[BEGIN DOCUMENT PASSAGE]

It's been hard changing my daily habits, just as it is for anyone. It's not that I don't love 3B with all of my being--I do--but I was used to lolling around on Sundays without having to scrape poop off of someone's ass half a dozen times. But, as I changed my routines out of necessity, I found that I enjoy the new ones far more--even with all the diaper changing. Before, Mama and I certainly kept each other company and had fun, but neither of us was as much fun as watching 3B discover the world, in part because, in so doing, he's helping us discover the world. This week, he's started turning pages in books as we read them, and several times I've sat and watched him flip the page back and forth, staring intently, slackjawed, at the book, figuring out how it works.

It's the same look I would have if a goldfish swam circles in the air above our kitchen sink, and that's how new and strange the world must be to 3B. Watching him, I'm reminded to leave behind what I believe and know about the world and look at it for the first time, if I can, and allow myself to be amazed and feel joy at what I see.

Often, we reap such great rewards when we make what seem like painful changes in habits to conform to how the world is now, rather than continuing with our habitual reactions to the world as we once knew it to be. Often, however, we can't reap those rewards because we can't shift our mental model to match the new situation that surrounds us, and it seems to me that this is a greater problem amongst our leadership than the whining the Stein is kvetching about.

Another illustration of boomers who can't understand how outdated their modes of thought are, came in today's Times Magazine, in the Tales from Tehran interview with Abbas Kiarostami. He described his treatment by U.S. immigration officials at JFK: "I had two and a half hours of Q. and A."

I'm not the first to observe that our government's approach to the difficulties of traffic, legal and illegal, across our borders since 9/11 is deeply flawed at best. However, it occurred to me today for the first time that these flawed tactics are logical, given our boomer-leaders, who still believe that bigger is better and will always win the day. Although this has been disproved many times since Microsoft whupped IBM's ass in controlling the PC marketplace, boomers are old dogs, and it's hard for many of them to learn new tricks. I grant that this is a sweeping generalization, and I know that there are boomers with nimble enough minds and spirits to change with the times, but I have yet to see them run a major international company or government near me.

[END DOCUMENT PASSAGE]
[BEGIN DATASET CONTENT]

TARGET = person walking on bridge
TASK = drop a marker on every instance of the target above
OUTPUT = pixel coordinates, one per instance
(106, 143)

[END DATASET CONTENT]

**YOUR OBJECTIVE:** In the passage above about changing habits, write out the text between "I'm not the" and "government near me.", inclusive.

**OUTPUT FOR THIS EXERCISE:**
I'm not the first to observe that our government's approach to the difficulties of traffic, legal and illegal, across our borders since 9/11 is deeply flawed at best. However, it occurred to me today for the first time that these flawed tactics are logical, given our boomer-leaders, who still believe that bigger is better and will always win the day. Although this has been disproved many times since Microsoft whupped IBM's ass in controlling the PC marketplace, boomers are old dogs, and it's hard for many of them to learn new tricks. I grant that this is a sweeping generalization, and I know that there are boomers with nimble enough minds and spirits to change with the times, but I have yet to see them run a major international company or government near me.